------ Passage given
The IB seems to work great so far. I haven't had a chance to run it with the top down yet since it's been too cold thus far. There are some rattles I think from the rear deck right now when the bass is turned up - could be the barrier too. I will need to see if Don can sound deaden these out, as I despise rattles.


----------



## Kenny_Cox (Sep 9, 2007)

it's nice to see an install don had taken part in, he doesn't post enough pics.


----------



## JayinMI (Oct 18, 2008)

OT, but Kenny...did you move? I thought you were in MI.

Jay


----------



## DAT (Oct 8, 2006)

JayinMI said:


> OT, but Kenny...did you move? I thought you were in MI.
> 
> Jay


Yes Kenny moved....  got rid of the SUV and got a G35..


----------



## Kenny_Cox (Sep 9, 2007)

yes. yes i did. moved to richmond va, from lansing, MI. waiting on general motors got old.


----------



## Technic (Oct 10, 2008)

SCtud said:


> are you running balanced rcas to the ms8?
> 
> does it output to *both rca and MOST*? curious what needs to be done to do this.


No, it is only is capable of one type of output at a time.


----------



## Silent9o8 (Jun 20, 2011)

WOW AMAZING! I Have an 09 E93 and still haven't pulled the trigger yet i have the full esotar set besides the 430 mids and the b2200 and 4100s laying under my bed. I went to the shop and it was just stressful looking at it but I wasn't ready and serious yet this will help out tons CHEERS!


----------



## MaXaZoR (Apr 1, 2007)

> it's nice to see an install don had taken part in, he doesn't post enough pics.


Can't agree more


----------



## 98HOE (Jul 11, 2011)

Very clean install man!


----------
------------
## Job A
Can you gather every line in the rows below that contains the string "gold"? Treat uppercase and lowercase as different.
------ Supplied data
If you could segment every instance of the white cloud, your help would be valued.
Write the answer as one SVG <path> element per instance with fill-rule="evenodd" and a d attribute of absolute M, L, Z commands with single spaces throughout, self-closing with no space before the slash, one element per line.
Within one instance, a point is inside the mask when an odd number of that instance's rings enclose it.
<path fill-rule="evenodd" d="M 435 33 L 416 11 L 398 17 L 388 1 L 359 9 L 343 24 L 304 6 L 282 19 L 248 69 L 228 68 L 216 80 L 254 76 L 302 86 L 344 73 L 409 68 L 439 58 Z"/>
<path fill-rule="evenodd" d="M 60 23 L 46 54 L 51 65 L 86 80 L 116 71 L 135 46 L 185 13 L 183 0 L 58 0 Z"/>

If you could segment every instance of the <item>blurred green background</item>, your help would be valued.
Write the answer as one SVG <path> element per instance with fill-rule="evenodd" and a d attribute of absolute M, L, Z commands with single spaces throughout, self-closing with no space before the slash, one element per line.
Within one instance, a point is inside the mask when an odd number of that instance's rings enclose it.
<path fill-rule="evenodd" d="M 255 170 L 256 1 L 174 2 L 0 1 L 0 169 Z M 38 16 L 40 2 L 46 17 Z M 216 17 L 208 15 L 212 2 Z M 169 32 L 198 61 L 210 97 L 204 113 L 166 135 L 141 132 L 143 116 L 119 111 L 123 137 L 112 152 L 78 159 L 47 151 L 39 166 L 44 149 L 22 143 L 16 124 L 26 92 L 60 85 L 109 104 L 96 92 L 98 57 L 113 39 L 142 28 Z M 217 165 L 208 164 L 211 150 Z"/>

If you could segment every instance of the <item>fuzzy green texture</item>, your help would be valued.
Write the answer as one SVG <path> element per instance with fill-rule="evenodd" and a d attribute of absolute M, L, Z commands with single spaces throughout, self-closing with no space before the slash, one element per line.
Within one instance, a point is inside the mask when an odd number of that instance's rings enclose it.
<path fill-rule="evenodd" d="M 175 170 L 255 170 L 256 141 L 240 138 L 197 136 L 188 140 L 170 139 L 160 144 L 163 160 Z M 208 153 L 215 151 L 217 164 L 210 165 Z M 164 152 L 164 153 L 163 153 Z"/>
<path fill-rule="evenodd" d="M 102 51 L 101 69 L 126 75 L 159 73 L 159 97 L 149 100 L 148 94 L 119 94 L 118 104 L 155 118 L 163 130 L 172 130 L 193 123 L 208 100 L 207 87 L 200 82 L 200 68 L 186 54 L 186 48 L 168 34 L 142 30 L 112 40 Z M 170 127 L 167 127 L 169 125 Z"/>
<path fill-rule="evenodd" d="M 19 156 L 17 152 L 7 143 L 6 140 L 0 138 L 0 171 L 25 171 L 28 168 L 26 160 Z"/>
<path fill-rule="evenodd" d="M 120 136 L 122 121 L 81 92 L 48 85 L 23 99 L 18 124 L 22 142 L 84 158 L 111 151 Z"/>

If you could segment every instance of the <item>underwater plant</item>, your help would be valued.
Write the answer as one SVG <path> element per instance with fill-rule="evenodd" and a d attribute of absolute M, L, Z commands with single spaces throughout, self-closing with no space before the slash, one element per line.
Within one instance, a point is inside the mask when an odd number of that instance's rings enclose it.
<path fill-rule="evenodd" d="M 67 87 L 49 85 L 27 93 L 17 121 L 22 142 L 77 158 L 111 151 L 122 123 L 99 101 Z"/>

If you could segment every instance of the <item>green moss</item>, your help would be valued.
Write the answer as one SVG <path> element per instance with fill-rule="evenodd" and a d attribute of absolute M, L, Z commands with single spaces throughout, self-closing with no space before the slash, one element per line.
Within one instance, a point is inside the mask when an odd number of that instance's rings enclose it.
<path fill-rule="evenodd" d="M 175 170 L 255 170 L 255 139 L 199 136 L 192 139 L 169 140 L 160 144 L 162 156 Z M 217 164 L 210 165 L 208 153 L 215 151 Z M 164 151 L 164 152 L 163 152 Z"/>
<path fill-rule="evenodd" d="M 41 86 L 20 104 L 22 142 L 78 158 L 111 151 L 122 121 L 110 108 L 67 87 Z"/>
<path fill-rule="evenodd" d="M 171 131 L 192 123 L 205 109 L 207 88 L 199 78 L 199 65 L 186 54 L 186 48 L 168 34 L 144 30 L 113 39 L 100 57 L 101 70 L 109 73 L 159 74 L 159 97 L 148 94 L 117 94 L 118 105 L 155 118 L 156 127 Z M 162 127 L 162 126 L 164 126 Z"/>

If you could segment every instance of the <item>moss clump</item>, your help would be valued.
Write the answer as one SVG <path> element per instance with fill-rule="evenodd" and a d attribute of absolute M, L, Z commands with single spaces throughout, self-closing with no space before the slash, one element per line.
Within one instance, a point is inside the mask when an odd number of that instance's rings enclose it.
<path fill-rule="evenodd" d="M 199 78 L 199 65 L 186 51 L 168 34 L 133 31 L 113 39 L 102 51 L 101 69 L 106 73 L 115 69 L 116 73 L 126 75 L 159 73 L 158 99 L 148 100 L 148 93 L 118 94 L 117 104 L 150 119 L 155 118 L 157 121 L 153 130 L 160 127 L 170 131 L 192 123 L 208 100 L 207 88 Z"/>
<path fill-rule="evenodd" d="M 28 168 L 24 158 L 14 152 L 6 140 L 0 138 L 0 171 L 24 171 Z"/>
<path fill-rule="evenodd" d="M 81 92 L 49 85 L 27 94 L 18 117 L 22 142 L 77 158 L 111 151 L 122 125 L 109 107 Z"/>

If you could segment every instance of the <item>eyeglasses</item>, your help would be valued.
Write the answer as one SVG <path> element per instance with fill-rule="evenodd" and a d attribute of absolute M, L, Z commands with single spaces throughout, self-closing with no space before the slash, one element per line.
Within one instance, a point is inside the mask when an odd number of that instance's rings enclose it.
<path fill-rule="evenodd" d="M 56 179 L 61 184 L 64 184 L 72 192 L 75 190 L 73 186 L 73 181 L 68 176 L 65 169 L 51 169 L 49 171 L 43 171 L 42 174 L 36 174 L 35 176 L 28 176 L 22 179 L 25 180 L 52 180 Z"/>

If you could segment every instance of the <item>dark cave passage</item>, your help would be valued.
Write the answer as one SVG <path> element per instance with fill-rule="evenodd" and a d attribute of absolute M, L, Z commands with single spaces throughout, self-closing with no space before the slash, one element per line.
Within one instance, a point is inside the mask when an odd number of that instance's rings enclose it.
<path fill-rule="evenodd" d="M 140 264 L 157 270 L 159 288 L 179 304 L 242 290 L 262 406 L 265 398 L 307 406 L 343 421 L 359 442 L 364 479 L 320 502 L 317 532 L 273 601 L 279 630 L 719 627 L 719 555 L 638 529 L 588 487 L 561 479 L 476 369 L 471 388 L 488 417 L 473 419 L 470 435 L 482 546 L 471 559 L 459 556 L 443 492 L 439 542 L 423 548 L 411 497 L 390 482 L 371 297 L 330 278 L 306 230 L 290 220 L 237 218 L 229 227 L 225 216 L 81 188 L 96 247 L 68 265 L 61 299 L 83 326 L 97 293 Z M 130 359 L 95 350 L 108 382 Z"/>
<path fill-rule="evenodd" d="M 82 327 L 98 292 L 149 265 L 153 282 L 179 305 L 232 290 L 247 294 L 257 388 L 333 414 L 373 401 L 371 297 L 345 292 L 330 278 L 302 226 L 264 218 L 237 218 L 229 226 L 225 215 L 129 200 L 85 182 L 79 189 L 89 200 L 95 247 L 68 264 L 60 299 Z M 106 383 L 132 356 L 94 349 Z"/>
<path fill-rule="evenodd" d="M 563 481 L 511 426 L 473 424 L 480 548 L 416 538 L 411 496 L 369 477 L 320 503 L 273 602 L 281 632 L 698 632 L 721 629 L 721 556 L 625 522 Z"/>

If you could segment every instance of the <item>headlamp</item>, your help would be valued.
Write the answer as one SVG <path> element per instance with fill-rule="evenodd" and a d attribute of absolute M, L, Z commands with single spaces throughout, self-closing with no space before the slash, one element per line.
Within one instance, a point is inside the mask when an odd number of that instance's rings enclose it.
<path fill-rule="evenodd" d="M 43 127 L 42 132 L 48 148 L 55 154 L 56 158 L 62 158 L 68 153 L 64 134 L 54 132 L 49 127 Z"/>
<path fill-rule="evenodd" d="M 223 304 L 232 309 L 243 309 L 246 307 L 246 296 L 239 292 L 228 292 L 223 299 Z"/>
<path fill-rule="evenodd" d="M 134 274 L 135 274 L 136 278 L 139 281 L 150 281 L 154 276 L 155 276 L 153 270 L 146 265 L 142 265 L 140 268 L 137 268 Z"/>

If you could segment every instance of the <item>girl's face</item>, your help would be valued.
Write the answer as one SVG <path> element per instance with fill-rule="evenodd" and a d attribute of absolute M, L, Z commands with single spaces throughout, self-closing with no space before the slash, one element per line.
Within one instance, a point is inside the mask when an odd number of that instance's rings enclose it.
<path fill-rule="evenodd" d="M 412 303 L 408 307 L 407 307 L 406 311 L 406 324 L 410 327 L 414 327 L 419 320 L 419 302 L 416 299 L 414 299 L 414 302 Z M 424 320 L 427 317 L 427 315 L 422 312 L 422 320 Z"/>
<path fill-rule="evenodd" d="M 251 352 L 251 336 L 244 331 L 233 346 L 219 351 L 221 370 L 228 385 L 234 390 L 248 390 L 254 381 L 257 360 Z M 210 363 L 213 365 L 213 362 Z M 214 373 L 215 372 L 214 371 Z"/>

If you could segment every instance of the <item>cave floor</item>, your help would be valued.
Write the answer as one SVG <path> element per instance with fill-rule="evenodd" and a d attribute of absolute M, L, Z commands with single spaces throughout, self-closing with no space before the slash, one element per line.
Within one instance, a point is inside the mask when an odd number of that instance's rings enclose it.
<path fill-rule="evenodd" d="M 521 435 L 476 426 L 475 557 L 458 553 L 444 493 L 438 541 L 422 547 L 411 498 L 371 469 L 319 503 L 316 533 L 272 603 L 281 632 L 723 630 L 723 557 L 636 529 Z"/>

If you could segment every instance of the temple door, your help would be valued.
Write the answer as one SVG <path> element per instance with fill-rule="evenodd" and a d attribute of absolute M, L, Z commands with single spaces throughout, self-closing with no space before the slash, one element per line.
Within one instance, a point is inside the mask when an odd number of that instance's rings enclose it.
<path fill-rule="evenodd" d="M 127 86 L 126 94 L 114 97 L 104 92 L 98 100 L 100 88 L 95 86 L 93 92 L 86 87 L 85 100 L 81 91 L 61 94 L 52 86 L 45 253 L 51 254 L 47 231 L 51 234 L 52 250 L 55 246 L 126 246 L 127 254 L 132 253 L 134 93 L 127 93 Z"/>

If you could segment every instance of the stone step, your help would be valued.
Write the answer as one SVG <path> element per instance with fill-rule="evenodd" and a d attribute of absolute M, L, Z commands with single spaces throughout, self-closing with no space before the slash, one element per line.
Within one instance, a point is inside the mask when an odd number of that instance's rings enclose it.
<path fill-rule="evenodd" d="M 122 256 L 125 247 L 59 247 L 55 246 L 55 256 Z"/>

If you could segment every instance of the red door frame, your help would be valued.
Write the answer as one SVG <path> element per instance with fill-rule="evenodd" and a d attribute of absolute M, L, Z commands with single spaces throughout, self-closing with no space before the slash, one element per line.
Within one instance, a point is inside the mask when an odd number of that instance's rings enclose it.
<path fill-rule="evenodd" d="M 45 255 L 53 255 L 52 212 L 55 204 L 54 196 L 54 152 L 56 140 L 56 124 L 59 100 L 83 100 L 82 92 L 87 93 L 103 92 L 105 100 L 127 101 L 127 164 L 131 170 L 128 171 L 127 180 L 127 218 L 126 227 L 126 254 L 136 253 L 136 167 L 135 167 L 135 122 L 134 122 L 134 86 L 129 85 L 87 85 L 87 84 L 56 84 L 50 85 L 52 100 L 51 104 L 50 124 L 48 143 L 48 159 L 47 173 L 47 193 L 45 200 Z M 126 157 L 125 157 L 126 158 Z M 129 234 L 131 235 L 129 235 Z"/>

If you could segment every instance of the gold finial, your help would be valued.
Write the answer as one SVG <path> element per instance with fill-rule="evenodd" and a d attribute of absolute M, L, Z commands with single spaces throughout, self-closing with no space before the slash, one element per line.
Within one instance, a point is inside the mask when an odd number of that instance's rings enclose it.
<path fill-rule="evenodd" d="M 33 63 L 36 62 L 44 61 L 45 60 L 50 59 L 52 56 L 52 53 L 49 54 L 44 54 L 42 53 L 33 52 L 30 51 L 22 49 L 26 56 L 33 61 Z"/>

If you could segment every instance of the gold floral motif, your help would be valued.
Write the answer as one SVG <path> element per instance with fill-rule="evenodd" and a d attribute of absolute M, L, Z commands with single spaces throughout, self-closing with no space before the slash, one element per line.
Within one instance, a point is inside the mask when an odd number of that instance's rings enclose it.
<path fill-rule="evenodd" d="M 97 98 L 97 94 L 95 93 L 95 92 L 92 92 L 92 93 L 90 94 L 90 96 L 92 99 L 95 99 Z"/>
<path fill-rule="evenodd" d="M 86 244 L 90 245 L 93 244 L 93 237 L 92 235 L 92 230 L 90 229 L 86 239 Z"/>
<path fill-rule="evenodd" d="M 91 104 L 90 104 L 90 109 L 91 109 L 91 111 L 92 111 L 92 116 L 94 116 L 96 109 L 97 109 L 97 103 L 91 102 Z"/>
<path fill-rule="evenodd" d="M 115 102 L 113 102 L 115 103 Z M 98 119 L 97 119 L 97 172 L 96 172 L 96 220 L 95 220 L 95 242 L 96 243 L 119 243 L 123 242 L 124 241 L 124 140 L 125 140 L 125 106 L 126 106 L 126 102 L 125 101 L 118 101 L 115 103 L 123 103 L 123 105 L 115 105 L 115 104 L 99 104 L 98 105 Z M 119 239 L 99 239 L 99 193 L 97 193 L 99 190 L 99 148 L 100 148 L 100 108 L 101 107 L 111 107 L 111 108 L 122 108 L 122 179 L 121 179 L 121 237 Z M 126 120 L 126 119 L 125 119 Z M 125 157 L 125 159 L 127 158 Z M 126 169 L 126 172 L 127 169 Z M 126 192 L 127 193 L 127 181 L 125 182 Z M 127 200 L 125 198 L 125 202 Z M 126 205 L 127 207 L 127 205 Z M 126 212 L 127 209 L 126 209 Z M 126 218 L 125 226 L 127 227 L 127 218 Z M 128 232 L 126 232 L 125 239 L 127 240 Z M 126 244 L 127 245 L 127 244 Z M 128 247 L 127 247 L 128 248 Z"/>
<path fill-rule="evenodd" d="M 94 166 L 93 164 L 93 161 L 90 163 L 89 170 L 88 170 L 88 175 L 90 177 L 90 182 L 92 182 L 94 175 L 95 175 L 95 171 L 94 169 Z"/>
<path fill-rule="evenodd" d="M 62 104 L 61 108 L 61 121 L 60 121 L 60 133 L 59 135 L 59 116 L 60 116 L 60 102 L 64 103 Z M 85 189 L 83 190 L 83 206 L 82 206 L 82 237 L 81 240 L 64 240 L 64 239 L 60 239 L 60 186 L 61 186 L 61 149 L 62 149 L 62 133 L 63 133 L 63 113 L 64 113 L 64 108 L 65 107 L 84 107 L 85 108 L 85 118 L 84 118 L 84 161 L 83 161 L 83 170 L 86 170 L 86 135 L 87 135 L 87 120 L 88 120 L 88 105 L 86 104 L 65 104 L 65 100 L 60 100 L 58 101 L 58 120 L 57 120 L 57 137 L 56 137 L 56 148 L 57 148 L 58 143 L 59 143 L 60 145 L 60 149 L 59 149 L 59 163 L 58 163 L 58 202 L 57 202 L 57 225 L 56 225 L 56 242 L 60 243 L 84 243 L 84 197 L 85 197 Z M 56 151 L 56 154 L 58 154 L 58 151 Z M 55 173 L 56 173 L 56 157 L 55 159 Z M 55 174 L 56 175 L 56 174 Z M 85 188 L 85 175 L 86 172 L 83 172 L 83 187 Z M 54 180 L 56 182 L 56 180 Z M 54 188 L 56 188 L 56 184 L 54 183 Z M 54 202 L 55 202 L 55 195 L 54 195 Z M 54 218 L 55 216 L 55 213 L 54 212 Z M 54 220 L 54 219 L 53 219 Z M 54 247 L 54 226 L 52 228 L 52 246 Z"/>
------------
## Job B
In the forum thread above, where did Kenny_Cox move from, and where to?

## Problem solution A
If you could segment every instance of the gold finial, your help would be valued.
If you could segment every instance of the gold floral motif, your help would be valued.

## Problem solution B
From Lansing, MI, to Richmond, VA.